Objectives -
A - Reproduce the part of the Huawei stock article between "American companies that" and "to CNN Business.", inclusive, substituting "early trading" for "premarket trading".
B - Extract each line of the rows that contains the string "curtain". The match is case-sensitive.

— START OF Excerpted text —

Shares for Foxconn, a manufacturing company that makes smartphones for disgraced technology company Huawei, jumped 1.6% Monday in Taiwan. Foxconn Industrial Internet, a subsidiary that partners with Huawei, rose to the maximum daily limit of 10% Monday in Shanghai, CNN Business reported Monday.

Trump and Xiping met to discuss trade between the U.S. and China at the G-20 Summit in Osaka, Japan, over the weekend after Trump threatened to implement additional U.S. tariffs on $300 billion worth of Chinese imports and duties of up to 25% on remaining untaxed Chinese goods if Xi refused a discussion.

The president then revealed on Saturday at the summit that “U.S. companies can sell their equipment to Huawei” in an attempt to ease trade tension between the U.S. and China.

https://twitter.com/tictoc/status/1144866814750425088?ref_src=twsrc%5Etfw

Other companies that partner with Huawei also saw shares rise, including Chinese optical firm company Ningbo Exciton Technology, which gained 5.4%; contract chipmaker TSMC, which gained 4%; and chipmaker Unisplendour, which gained 6.4%.

American companies that supply material to Huawei, such as Intel (INTC), Qualcomm (QCOM), Broadcom (AVGO) and Micron (MICR), also saw shares rise in premarket trading. The Dow (INDU) was up 1.1%, and the Nasdaq (COMP) rose 1.7%. The S&P 500 (INX) gained 1.2%, according to CNN Business.

Google, too, will see a boost since the agreement was made because it can sell its Android license to the smartphone developer.

Major European stocks also saw some growth. Britain’s Financial Times-Stock Exchange 100 (UKX) and France’s CAC 40 (CAC40) rose by about 1%, and Germany’s DAX (DAX) gained 1.6%.

“Financial markets are showing their relief,” Brock Silvers, managing director of China-based private equity firm Kaiyuan Capital, told Bloomberg. “Equities are up broadly, and Huawei suppliers, in particular, are showing renewed confidence. … Celebration may be premature, as Trump can easily reinstate his Huawei ban should trade talks falter. While both parties clearly want a deal, we’ve yet to see any evidence that remaining issues are any closer to be resolved.”

Trump signed an executive order to ban U.S. Huawei sales in May due to national security concerns after the U.S. Department of Justice charged the company for bank fraud, wire fraud and violating Iran sanctions. Huawei CEO Ren Zhengfei said the blacklisting move would cost the company $30 billion in revenue.

— END OF Excerpted text —
— START OF Exercise input —

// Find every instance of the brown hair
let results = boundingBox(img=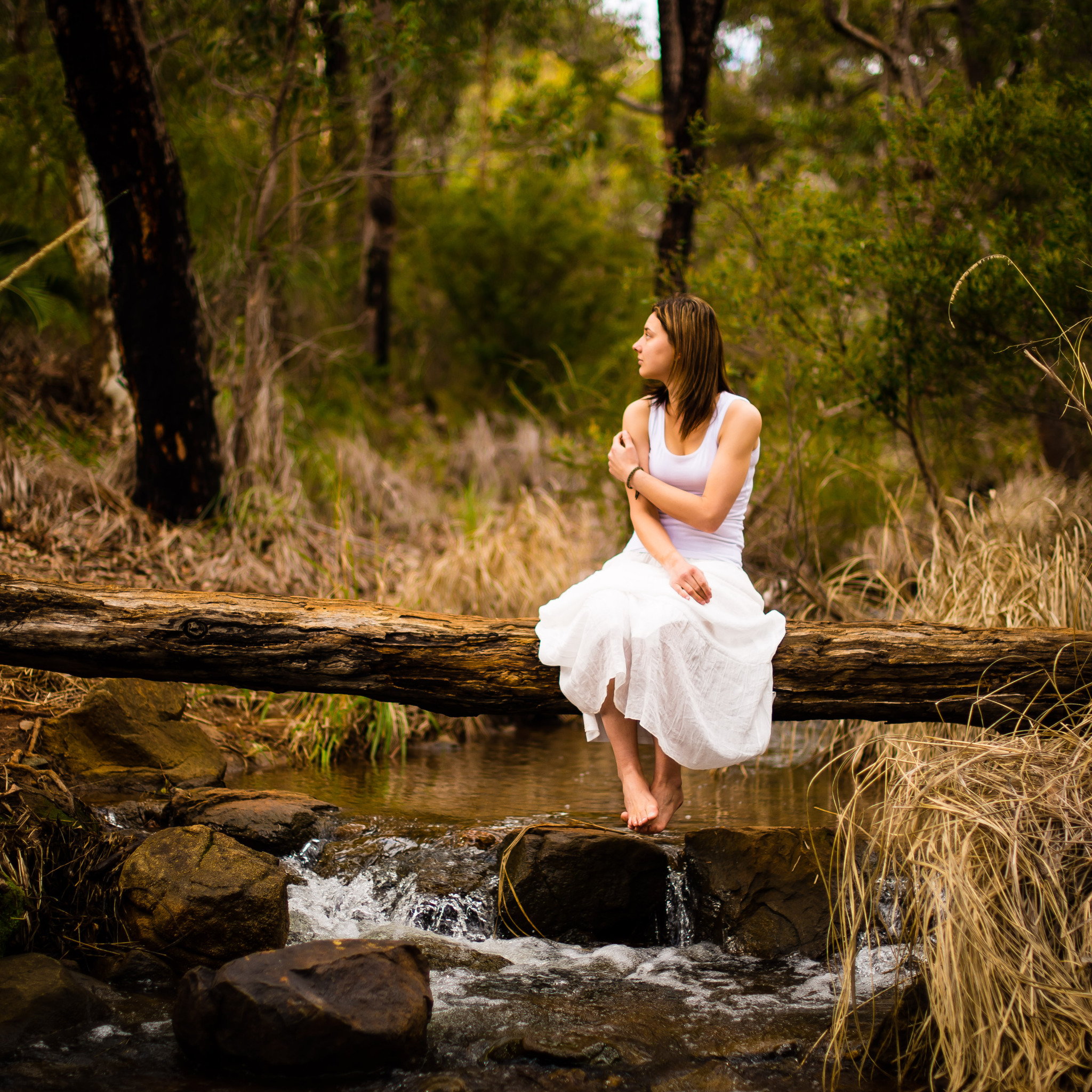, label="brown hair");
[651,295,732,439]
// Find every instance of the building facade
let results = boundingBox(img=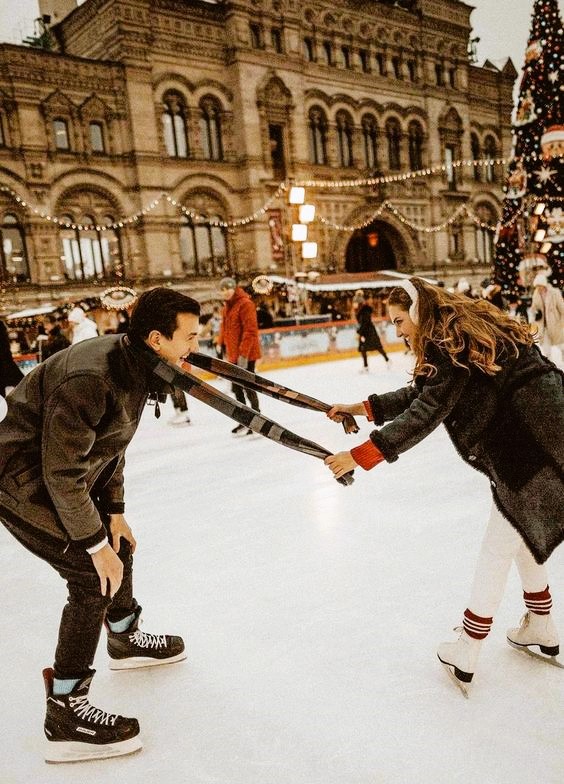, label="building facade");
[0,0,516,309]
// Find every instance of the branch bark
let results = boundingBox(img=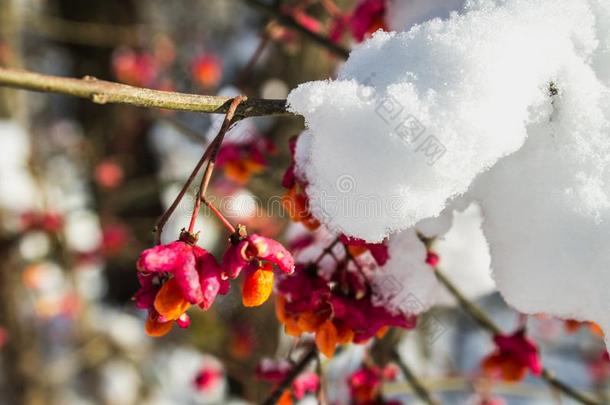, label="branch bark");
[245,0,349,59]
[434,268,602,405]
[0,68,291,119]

— END OF Exercise input —
— START OF Exercise input —

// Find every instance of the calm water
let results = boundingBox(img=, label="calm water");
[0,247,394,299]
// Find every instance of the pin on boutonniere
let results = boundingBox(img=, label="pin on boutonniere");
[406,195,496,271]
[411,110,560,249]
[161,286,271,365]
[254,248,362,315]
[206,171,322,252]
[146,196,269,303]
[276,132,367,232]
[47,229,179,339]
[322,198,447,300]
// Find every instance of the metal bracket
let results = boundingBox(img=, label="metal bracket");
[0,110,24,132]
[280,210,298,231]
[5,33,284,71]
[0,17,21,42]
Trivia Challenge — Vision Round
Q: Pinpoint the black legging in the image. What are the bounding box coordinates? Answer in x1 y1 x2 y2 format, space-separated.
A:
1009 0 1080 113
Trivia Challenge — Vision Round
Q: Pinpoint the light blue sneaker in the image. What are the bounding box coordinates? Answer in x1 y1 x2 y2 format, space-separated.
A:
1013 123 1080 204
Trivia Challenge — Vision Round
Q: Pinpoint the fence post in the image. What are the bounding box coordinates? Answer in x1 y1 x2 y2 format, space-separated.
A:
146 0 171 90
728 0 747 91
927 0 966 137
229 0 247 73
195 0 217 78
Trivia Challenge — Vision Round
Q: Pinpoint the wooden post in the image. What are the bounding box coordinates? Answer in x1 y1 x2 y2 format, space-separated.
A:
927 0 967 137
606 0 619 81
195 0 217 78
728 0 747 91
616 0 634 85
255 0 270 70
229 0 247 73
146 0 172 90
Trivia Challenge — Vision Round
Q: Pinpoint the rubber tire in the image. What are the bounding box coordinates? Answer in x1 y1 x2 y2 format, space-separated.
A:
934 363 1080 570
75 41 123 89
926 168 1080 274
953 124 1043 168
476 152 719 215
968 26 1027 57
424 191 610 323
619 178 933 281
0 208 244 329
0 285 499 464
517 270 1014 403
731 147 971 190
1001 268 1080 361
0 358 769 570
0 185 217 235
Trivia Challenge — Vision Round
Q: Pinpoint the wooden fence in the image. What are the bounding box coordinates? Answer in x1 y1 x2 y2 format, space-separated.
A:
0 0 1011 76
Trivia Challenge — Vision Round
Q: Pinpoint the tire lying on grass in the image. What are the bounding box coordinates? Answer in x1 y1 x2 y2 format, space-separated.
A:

— END OF Exercise input —
— START OF Exercise input —

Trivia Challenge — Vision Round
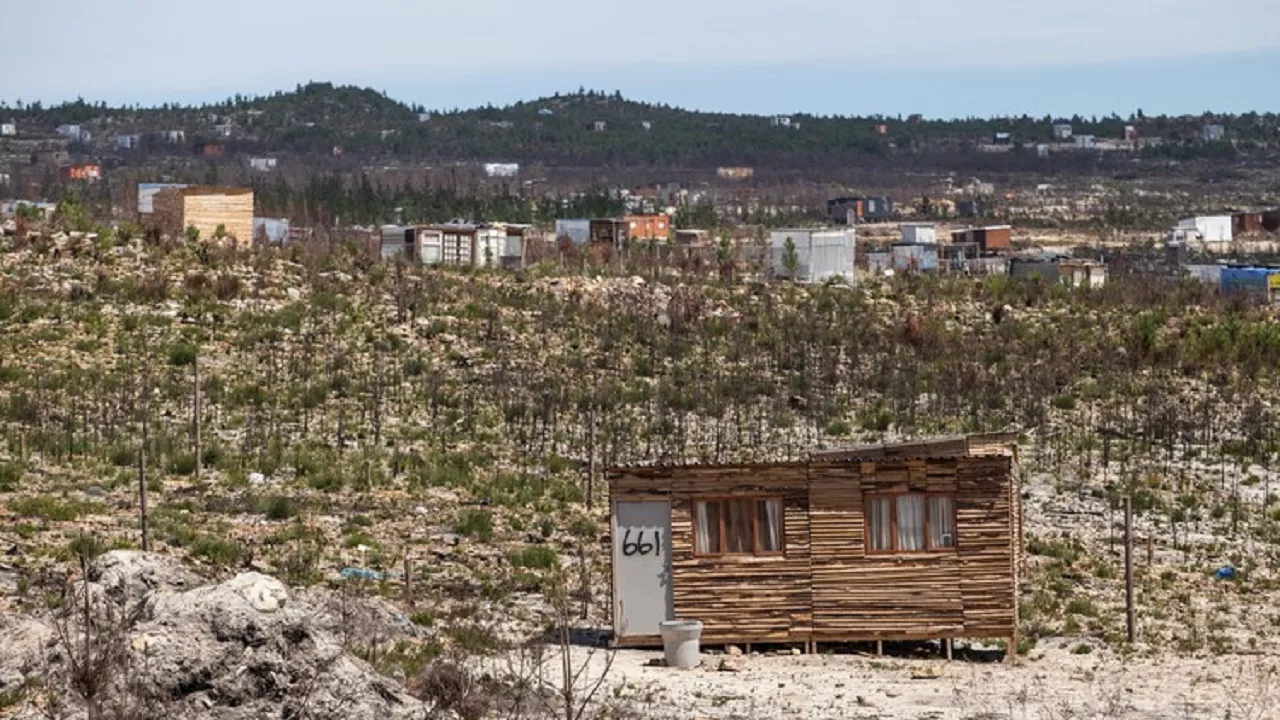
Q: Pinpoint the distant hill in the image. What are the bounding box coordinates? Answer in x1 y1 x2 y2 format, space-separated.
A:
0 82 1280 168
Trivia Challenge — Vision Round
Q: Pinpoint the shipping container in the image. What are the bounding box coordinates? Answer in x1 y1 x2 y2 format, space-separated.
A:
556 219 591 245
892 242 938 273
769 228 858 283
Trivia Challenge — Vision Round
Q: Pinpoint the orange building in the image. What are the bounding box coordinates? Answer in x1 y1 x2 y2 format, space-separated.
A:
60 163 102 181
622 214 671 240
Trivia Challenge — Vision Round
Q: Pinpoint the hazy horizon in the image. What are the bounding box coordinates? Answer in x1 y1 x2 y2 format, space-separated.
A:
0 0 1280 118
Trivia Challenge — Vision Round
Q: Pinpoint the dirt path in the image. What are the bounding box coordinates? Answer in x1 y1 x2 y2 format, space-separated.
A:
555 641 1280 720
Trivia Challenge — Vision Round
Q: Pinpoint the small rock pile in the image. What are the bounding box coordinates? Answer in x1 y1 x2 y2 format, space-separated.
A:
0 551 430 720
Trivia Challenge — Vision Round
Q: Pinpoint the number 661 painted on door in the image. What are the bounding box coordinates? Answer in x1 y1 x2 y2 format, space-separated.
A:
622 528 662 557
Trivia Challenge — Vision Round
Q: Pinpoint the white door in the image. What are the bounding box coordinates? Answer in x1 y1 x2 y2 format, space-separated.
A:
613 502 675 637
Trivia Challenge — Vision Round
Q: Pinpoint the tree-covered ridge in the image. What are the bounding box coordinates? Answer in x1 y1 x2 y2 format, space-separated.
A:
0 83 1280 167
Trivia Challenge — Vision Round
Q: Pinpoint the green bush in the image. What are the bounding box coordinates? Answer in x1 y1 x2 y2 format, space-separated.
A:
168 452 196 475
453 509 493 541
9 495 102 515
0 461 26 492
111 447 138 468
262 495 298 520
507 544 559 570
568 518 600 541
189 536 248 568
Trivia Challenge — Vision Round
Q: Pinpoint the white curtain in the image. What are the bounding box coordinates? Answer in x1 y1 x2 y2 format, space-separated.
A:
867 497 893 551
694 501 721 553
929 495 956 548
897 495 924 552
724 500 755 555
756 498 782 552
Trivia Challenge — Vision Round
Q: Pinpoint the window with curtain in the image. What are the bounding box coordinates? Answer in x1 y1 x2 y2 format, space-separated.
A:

— END OF Exercise input —

Responses for each task -
A -
American companies that supply material to Huawei, such as Intel (INTC), Qualcomm (QCOM), Broadcom (AVGO) and Micron (MICR), also saw shares rise in early trading. The Dow (INDU) was up 1.1%, and the Nasdaq (COMP) rose 1.7%. The S&P 500 (INX) gained 1.2%, according to CNN Business.

B -
Q: Pinpoint the white curtain in the image. What are the bounding box coordinates? Answer in x1 y1 x2 y2 format, space-separated.
Q: Pinpoint the window with curtain in the image. What are the bounding box coordinates? Answer in x1 y1 x2 y2 format, space-separated.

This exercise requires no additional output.